⟨

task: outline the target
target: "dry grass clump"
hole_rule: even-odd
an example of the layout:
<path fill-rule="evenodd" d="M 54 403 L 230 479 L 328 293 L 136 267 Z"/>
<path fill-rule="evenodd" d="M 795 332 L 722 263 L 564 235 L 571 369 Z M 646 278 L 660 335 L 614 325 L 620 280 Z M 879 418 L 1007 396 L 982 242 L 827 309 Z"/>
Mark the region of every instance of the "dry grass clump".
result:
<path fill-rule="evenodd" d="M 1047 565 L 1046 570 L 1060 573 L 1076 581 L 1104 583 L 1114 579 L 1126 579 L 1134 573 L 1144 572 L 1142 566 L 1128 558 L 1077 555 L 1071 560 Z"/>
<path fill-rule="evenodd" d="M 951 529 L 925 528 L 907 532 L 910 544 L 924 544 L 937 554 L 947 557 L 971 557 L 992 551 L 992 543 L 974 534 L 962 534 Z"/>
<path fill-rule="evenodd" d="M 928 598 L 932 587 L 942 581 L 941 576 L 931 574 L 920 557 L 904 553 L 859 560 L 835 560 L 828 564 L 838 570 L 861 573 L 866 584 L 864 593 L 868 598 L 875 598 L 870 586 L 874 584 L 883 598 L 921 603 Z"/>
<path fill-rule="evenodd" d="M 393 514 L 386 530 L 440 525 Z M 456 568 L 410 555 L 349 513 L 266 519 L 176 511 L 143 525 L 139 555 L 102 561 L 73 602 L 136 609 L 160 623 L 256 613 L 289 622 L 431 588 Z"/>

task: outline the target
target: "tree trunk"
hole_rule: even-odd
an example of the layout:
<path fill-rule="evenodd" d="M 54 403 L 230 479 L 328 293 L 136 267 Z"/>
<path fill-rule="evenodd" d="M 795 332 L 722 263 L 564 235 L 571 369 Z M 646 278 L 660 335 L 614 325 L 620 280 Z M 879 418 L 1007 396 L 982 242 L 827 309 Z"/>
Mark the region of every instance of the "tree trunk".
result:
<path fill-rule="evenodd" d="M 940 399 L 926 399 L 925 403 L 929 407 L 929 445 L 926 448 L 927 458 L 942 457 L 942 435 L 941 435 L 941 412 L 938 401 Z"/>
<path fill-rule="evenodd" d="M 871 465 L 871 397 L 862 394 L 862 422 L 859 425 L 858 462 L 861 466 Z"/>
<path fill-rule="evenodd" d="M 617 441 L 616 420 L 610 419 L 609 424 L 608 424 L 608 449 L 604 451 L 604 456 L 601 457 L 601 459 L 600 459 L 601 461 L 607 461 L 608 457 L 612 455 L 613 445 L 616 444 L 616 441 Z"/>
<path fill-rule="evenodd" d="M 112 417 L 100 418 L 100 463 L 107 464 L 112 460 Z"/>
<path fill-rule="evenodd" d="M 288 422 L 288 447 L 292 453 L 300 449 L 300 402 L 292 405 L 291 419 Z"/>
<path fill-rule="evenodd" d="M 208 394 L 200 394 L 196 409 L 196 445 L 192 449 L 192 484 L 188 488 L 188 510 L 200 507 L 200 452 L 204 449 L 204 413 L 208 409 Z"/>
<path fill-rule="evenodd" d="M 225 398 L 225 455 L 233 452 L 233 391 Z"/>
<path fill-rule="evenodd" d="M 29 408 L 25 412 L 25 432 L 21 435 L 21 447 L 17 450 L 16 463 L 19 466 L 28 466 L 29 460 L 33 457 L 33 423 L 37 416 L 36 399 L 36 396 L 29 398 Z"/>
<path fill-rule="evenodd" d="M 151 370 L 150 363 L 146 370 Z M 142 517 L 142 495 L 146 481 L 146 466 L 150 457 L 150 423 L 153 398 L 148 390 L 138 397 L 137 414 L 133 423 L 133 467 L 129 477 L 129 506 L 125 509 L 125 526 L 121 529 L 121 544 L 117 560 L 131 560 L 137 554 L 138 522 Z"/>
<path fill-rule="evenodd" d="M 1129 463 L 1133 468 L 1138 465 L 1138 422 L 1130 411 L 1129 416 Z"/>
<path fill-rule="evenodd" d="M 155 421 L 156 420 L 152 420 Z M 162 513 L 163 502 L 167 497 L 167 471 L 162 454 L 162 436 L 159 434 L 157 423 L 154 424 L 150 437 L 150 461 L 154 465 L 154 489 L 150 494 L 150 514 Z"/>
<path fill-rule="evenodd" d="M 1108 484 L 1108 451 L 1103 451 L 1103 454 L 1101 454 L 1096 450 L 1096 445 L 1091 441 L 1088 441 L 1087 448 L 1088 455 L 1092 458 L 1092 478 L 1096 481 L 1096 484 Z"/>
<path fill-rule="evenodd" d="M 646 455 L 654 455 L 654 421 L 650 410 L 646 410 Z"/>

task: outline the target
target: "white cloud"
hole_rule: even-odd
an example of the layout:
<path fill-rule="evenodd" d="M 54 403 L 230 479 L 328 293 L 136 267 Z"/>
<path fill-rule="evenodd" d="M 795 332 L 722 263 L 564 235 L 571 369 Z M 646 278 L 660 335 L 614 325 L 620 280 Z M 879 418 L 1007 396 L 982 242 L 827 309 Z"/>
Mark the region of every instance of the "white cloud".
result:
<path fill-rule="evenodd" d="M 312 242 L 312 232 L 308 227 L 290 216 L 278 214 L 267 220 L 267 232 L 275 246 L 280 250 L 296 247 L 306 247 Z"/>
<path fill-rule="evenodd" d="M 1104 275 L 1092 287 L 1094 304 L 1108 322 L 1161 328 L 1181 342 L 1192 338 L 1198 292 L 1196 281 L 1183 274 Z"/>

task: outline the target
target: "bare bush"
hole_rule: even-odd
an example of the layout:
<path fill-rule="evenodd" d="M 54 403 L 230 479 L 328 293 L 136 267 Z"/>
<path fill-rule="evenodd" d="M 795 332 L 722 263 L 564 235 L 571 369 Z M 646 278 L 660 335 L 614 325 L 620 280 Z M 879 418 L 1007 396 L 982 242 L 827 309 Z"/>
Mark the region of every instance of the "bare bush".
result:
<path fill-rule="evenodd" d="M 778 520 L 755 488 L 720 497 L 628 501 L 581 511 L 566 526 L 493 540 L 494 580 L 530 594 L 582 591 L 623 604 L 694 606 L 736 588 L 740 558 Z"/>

⟩

All lines of the data that hold "region" need to be copied.

## Task output
Mark the region of every instance of the "dry grass clump".
Mark the region of every instance of the "tree trunk".
Mark the region of every instance of the "white cloud".
Mark the region of every instance of the "bare bush".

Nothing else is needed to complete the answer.